— BEGIN Material supplied —
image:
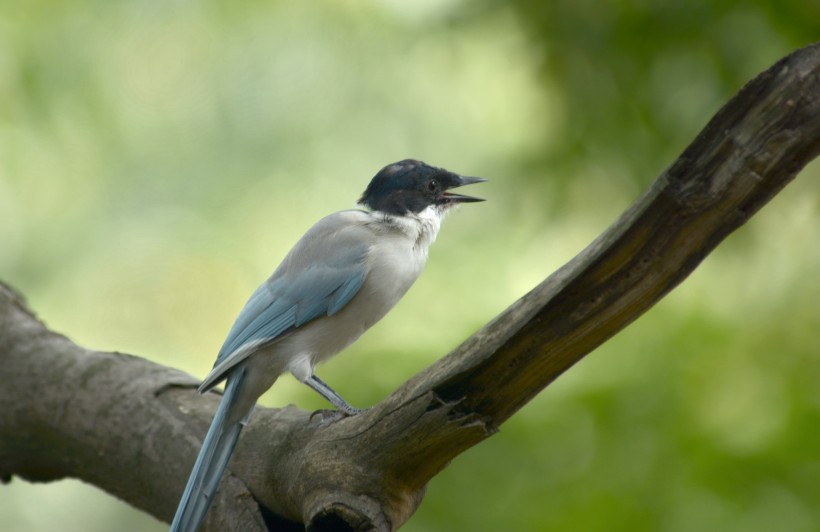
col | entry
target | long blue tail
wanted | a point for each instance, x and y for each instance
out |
(212, 460)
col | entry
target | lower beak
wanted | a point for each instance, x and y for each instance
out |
(450, 197)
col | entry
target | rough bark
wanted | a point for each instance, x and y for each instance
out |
(133, 428)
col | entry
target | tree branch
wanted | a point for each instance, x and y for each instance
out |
(133, 428)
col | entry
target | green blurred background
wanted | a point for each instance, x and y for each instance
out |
(157, 159)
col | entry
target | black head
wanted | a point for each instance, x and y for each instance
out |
(410, 186)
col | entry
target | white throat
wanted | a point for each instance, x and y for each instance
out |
(421, 227)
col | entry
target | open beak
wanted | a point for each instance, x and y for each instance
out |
(449, 197)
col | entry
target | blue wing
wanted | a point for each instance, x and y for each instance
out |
(322, 273)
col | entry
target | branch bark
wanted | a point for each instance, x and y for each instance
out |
(133, 428)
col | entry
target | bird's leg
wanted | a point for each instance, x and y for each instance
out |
(335, 399)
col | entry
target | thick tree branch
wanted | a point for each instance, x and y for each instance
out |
(134, 428)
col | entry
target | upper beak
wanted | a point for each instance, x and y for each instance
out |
(461, 198)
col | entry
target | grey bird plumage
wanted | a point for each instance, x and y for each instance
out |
(339, 279)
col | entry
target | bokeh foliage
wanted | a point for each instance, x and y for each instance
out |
(157, 159)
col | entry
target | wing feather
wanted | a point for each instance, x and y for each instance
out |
(319, 277)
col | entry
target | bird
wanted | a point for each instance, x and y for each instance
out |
(345, 274)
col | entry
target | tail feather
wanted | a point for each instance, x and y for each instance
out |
(212, 459)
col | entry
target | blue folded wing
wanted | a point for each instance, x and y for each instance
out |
(295, 295)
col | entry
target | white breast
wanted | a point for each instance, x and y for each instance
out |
(396, 259)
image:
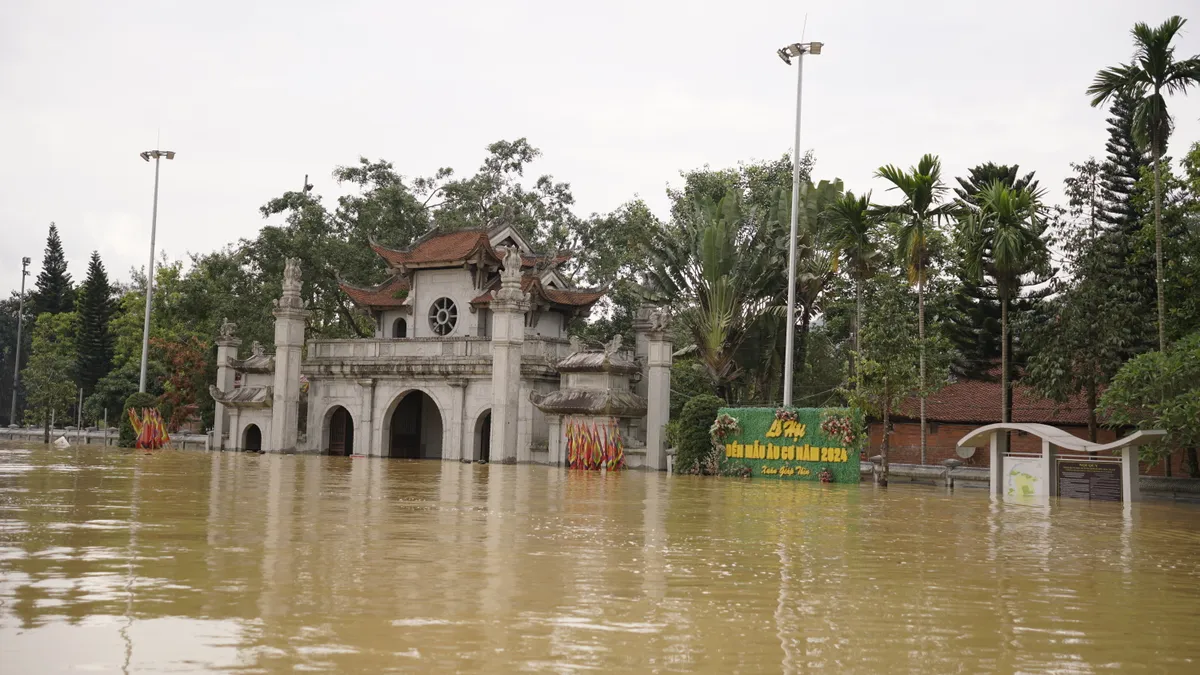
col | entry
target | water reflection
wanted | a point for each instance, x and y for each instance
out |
(197, 562)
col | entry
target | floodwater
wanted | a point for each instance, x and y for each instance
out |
(114, 561)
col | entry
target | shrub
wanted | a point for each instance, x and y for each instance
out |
(695, 442)
(137, 401)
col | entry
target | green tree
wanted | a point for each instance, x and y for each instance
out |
(1005, 239)
(717, 267)
(892, 347)
(49, 386)
(9, 317)
(53, 291)
(918, 215)
(94, 344)
(852, 230)
(695, 443)
(1092, 318)
(973, 324)
(1161, 390)
(1153, 72)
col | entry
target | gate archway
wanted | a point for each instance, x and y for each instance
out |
(339, 431)
(414, 428)
(483, 441)
(252, 438)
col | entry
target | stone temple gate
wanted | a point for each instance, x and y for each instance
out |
(471, 330)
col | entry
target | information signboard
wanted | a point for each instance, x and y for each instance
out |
(1090, 479)
(791, 448)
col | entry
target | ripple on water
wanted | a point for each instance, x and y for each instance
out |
(201, 562)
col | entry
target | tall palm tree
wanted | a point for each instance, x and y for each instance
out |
(1152, 73)
(918, 214)
(851, 230)
(719, 266)
(1003, 238)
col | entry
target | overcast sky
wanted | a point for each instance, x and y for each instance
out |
(619, 96)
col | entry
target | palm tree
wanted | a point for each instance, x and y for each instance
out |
(1152, 72)
(719, 266)
(922, 187)
(1003, 238)
(851, 230)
— END Material supplied —
§ Exercise directions: Each line of the material must be retyped exactly, except that images are omitted.

§ Written response:
image:
col | entry
target | long blue tail
wanted | a point for each instance, x and y for each instance
out |
(212, 460)
col | entry
target | lower beak
wanted | a point for each instance, x and y for each instance
out |
(450, 197)
col | entry
target | rough bark
wanted | a point for each instance, x and y for each instance
out |
(133, 428)
col | entry
target | tree branch
wanted | a point for each instance, x and y for each instance
out |
(133, 428)
col | entry
target | green blurred background
wanted | a point for each instance, x and y for each instance
out |
(157, 159)
col | entry
target | black head
wanted | a point for each instance, x and y for each instance
out |
(410, 186)
col | entry
target | white throat
wanted | a point for each instance, x and y for each instance
out |
(421, 227)
col | entry
target | open beak
wanted | a point for each instance, x and y for each instance
out |
(449, 197)
col | entry
target | blue wing
wanted | a point for each instance, x and y for each instance
out |
(322, 273)
col | entry
target | branch bark
wanted | a point for each instance, x and y for each instance
out |
(133, 428)
col | entry
target | bird's leg
wanted | a point for each instance, x and y for each instance
out |
(335, 399)
col | entry
target | thick tree branch
wanted | a point for each instance, x and y for each instance
out |
(134, 428)
col | entry
target | upper beak
wanted | a point for each instance, x and y for each instance
out |
(461, 198)
col | entry
target | grey bird plumage
wanted | a point for each instance, x and y for each instance
out |
(339, 279)
col | entry
target | bokeh foliage
wanted | a point for each instance, x and y for each instance
out |
(157, 159)
col | entry
target | wing feather
wanted | a point for each instance, x and y for each instance
out |
(319, 277)
col | entry
target | bird
wanted | a point for each instance, x and y for each instance
out |
(345, 274)
col | entry
target | tail feather
wanted | a point for each instance, x and y for each instance
out |
(212, 459)
col | entry
target | blue folded wing
wanted | a point for each instance, x and y for each instance
out |
(295, 295)
col | entry
target | white breast
wanted | a point for each instance, x and y for each instance
out |
(396, 259)
image:
col | entry
target | water reflection
wanted | a point for each instance, x and y for each instance
out |
(197, 562)
col | entry
target | floodwater
wanted | a point for each instance, x and y for each instance
out |
(114, 561)
col | entry
target | shrub
wanted | a point for each instance, x and y for each instance
out |
(695, 442)
(137, 401)
col | entry
target | green tree
wanted | a point for each instance, x and y for each instance
out |
(1005, 239)
(717, 267)
(892, 347)
(49, 386)
(9, 317)
(53, 291)
(918, 215)
(94, 344)
(852, 230)
(695, 443)
(1092, 318)
(973, 324)
(1161, 390)
(1153, 72)
col | entry
target | gate archway
wanted | a point for each instance, x and y for each instance
out |
(339, 431)
(414, 428)
(483, 441)
(252, 438)
col | entry
target | stone temple gate
wanted | a point for each instance, x and y for each instance
out |
(471, 330)
col | entry
target | information signboard
wanted | a point for each instance, x and y for each instance
out |
(1090, 479)
(791, 448)
col | entry
target | ripple on water
wanted | a point for each instance, x and y for each instance
out |
(201, 562)
col | entry
target | tall palm tree
wanted | a point for each instance, x and y for each instance
out |
(1152, 73)
(918, 214)
(851, 230)
(719, 266)
(1003, 238)
col | entry
target | overcast sky
wanted | a point for each instance, x and y for each instance
out |
(619, 96)
col | entry
target | palm tree
wanted | a point for each instance, x and y for each instance
out |
(1152, 72)
(719, 266)
(922, 187)
(1003, 238)
(851, 230)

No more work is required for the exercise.